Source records
==================================================

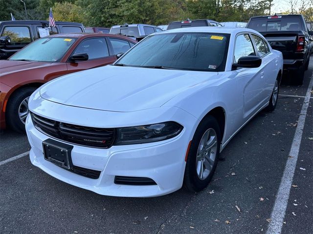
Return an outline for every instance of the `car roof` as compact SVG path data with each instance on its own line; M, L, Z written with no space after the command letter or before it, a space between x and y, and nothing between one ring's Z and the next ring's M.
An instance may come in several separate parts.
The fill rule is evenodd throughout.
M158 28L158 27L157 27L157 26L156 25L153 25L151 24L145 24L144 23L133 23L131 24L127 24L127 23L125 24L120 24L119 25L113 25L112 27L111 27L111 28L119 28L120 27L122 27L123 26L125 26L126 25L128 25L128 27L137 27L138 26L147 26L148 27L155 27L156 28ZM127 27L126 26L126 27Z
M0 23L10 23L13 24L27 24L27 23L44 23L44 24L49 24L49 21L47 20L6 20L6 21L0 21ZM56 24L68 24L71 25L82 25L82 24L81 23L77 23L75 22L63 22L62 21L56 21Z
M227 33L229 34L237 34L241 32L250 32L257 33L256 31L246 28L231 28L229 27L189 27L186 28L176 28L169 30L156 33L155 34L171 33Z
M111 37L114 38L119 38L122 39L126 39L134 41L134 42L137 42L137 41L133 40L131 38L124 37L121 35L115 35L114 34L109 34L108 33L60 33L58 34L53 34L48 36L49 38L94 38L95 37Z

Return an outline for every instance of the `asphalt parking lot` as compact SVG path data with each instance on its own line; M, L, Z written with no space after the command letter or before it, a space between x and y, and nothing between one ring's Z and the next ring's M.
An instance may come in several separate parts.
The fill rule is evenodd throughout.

==================================================

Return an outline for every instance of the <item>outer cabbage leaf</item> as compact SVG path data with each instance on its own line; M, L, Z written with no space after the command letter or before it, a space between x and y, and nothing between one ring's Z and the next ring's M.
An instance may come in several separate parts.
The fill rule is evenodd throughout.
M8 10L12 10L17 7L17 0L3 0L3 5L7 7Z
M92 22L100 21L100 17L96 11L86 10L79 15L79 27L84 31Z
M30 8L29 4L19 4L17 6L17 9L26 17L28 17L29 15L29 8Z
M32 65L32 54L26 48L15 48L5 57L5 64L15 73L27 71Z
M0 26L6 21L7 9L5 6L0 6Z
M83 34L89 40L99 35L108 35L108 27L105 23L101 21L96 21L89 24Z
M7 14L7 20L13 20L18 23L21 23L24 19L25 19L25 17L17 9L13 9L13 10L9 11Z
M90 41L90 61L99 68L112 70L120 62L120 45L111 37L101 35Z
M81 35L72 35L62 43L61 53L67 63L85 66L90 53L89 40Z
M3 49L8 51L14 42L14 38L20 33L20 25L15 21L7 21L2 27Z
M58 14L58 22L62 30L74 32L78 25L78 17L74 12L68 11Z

==================================================

▶ _EXERCISE DIRECTIONS_: Please filter the records above down to the lines that contain the word "every" and copy each of those lines.

▶ _COMPLETED EXERCISE_:
Return an outline for every instance of the `car roof` as compact SVG path data with each instance on its own line; M, L, Z written with no space after the command letter or before it, a space between x and y, and nothing between one ring's Z and the next ring's M.
Return an outline for every instance of the `asphalt parking lot` as compact SVG path data with each instance on its own line; M, L, Z written with no space after the command letter or before it, a space between x and y, and nothing between one ring's Z and the next ring's M.
Return an outline for every instance of the <item>outer cabbage leaf</item> as compact SVG path data with each instance on its own line; M, L, Z written with no space after the command letter or before it, a space between x and y, and nothing between one ring's Z and the next ring's M.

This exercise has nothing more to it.